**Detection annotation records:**

*-*-*

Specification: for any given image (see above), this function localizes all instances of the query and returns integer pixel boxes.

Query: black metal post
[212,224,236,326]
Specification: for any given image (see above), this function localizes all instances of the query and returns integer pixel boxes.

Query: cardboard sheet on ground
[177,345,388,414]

*-*-*

**YOUR INSTRUCTIONS:** Render these records as a two-column CSV with the headers request and answer, one row per record. Put each record's request text and its answer in their own quoted fields, replacing any line breaks with spaces.

**SOLUTION TO THIS EXERCISE:**
request,answer
"Specification: for any given image (see above), this function localizes all instances of the query and returns integer pixel boxes. Query: black metal post","[212,224,236,326]"
"Specification: for any given image (see above), this function localizes all instances of the query and returns integer pixel boxes. Query: cardboard sheet on ground","[177,345,388,414]"